### PROBLEM
Once the records have been read, set every one down as it stands.

┌────────

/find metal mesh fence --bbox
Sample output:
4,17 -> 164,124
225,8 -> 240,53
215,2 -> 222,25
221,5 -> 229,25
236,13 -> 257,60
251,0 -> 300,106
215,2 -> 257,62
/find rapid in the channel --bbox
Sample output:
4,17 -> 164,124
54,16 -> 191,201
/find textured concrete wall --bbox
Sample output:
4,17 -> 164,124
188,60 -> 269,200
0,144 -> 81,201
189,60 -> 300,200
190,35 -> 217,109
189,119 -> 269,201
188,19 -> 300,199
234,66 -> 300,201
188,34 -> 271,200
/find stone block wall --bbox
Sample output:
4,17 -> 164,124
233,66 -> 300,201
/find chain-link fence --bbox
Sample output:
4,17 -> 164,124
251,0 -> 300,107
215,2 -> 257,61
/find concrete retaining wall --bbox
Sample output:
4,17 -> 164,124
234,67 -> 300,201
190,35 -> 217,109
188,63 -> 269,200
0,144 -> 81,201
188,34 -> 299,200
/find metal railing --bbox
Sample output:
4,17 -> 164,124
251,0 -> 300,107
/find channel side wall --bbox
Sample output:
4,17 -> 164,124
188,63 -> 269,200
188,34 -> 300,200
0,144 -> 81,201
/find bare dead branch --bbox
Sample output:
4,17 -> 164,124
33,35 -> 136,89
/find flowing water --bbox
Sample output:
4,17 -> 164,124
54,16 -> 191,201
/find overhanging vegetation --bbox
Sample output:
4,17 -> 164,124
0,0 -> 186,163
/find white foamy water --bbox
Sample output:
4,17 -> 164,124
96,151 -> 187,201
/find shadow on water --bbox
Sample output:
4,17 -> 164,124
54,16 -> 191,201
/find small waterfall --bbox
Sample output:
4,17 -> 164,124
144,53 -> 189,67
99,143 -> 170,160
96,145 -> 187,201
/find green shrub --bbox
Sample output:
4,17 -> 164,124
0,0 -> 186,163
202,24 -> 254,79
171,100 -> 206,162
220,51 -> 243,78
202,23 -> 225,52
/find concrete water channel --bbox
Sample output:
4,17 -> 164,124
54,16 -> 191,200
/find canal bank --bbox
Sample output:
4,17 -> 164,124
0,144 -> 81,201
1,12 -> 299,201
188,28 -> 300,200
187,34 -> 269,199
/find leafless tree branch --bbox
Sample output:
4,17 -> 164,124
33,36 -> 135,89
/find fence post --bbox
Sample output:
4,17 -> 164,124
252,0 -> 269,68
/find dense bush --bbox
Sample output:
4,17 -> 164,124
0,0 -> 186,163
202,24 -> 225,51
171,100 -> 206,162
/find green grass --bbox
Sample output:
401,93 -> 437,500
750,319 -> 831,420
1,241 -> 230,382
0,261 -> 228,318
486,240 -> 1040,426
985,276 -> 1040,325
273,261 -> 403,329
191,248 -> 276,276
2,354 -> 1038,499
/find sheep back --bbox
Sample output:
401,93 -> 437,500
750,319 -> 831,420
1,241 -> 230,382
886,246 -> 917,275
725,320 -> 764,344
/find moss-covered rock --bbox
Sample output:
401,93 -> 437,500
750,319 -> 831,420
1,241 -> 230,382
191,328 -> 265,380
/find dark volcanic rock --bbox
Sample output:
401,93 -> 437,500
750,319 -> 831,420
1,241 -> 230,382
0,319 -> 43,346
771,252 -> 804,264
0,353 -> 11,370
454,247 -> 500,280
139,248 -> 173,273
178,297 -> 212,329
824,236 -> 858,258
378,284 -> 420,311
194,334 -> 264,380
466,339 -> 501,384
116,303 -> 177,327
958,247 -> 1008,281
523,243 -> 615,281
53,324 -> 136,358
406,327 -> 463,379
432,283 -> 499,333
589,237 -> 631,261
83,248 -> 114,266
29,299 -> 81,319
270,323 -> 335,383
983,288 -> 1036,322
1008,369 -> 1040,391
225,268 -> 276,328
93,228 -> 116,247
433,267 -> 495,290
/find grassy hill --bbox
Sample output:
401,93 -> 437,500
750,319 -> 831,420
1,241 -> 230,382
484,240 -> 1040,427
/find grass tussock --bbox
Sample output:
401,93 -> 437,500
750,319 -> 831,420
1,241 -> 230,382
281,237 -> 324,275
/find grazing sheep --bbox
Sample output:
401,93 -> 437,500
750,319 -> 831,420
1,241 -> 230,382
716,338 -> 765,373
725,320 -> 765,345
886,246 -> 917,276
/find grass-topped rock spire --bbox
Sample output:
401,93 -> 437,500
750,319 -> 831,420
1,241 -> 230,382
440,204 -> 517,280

└────────

### RESULT FOR THIS EXERCISE
/find metal mesh fence --bbox
Sample output:
4,17 -> 164,124
225,8 -> 240,53
215,2 -> 222,25
221,5 -> 229,25
236,13 -> 257,60
251,0 -> 300,106
215,2 -> 257,62
/find rapid in the channel --bbox
Sample output:
4,17 -> 164,124
54,16 -> 191,201
/find textured concrete wall --bbox
Sample output:
4,17 -> 164,124
188,60 -> 269,200
0,144 -> 81,201
189,60 -> 300,200
190,35 -> 217,109
189,119 -> 269,201
188,19 -> 300,199
234,66 -> 300,201
188,34 -> 271,200
/find stone block wall --bbox
Sample output:
4,17 -> 164,124
233,66 -> 300,201
/find chain-link fence --bbox
Sample output:
4,17 -> 164,124
251,0 -> 300,107
215,2 -> 257,61
/find concrete retaining wall --bbox
Sample output:
4,17 -> 164,124
234,67 -> 300,201
190,35 -> 217,109
188,63 -> 269,200
0,144 -> 81,201
188,34 -> 299,200
/find metal railing --bbox
Sample output:
4,17 -> 164,124
251,0 -> 300,107
/find channel side wall --bbox
Sample output:
4,17 -> 164,124
188,63 -> 269,200
188,34 -> 300,200
0,144 -> 81,201
/find bare dead branch --bbox
Sample output:
4,17 -> 164,124
33,35 -> 136,89
/find flowing water --bbox
Sample output:
4,17 -> 164,124
54,16 -> 191,201
/find overhanging vegetation --bbox
Sample output:
4,17 -> 164,124
0,0 -> 186,163
/find white foamy water --bbox
Sample output:
4,17 -> 164,124
96,151 -> 187,201
/find shadow on water --bbox
Sample output:
4,17 -> 164,124
54,16 -> 191,201
/find small waterfall --bbox
Sample output:
4,17 -> 164,124
144,53 -> 189,67
99,143 -> 170,160
96,145 -> 187,201
/find green shrub --bbox
Sample output:
4,17 -> 164,124
0,0 -> 186,163
202,24 -> 254,79
171,100 -> 206,162
220,51 -> 243,78
202,23 -> 225,52
/find concrete water channel --bbox
Sample output:
4,17 -> 164,124
54,16 -> 191,200
/find canal bank --bbox
Sample output:
4,17 -> 164,124
0,144 -> 81,201
1,12 -> 299,201
188,28 -> 300,200
187,34 -> 269,199
/find leafless tree branch --bbox
Sample output:
4,17 -> 164,124
33,36 -> 135,89
/find fence post --bbox
Sample output:
4,17 -> 164,124
252,0 -> 269,68
/find dense bush --bbox
Sample output:
4,17 -> 164,124
0,0 -> 186,163
202,24 -> 225,51
171,100 -> 206,162
/find green grass --bbox
Sample output:
401,93 -> 437,500
750,319 -> 831,420
1,241 -> 230,382
0,261 -> 228,318
486,240 -> 1040,426
985,276 -> 1040,325
273,261 -> 403,329
191,248 -> 276,276
2,354 -> 1038,499
/find sheep back --bbox
Sample output:
401,93 -> 437,500
750,319 -> 831,420
1,241 -> 230,382
886,246 -> 917,275
725,320 -> 764,344
/find moss-covered rock --bbox
Sample output:
401,93 -> 437,500
750,319 -> 831,420
1,241 -> 230,382
191,328 -> 265,380
/find dark volcanic rock --bbox
Sample output:
401,93 -> 437,500
750,319 -> 831,420
1,241 -> 230,382
0,319 -> 43,346
771,252 -> 804,264
0,353 -> 11,370
454,247 -> 500,280
139,248 -> 173,273
178,297 -> 212,329
824,236 -> 858,258
378,284 -> 420,311
194,334 -> 264,380
466,339 -> 501,384
116,303 -> 177,327
958,247 -> 1008,281
523,243 -> 615,281
53,324 -> 136,358
406,327 -> 463,379
432,283 -> 499,333
589,237 -> 631,261
83,248 -> 114,266
29,299 -> 81,319
270,323 -> 335,383
983,288 -> 1036,322
1008,369 -> 1040,391
225,268 -> 276,328
93,228 -> 116,247
433,267 -> 495,290
/find grassy hill --bbox
Sample output:
401,93 -> 437,500
750,319 -> 831,420
1,241 -> 230,382
484,240 -> 1040,427
/find grass tussock --bbox
Sample output:
401,93 -> 437,500
750,319 -> 831,420
1,241 -> 230,382
281,237 -> 324,275
/find grazing sheep --bbox
Sample output:
401,93 -> 437,500
750,319 -> 831,420
1,241 -> 230,382
716,338 -> 765,373
725,320 -> 765,345
886,246 -> 917,276
/find grass-topped rock spire --bbox
Sample output:
401,93 -> 437,500
750,319 -> 831,420
1,241 -> 230,382
440,204 -> 517,280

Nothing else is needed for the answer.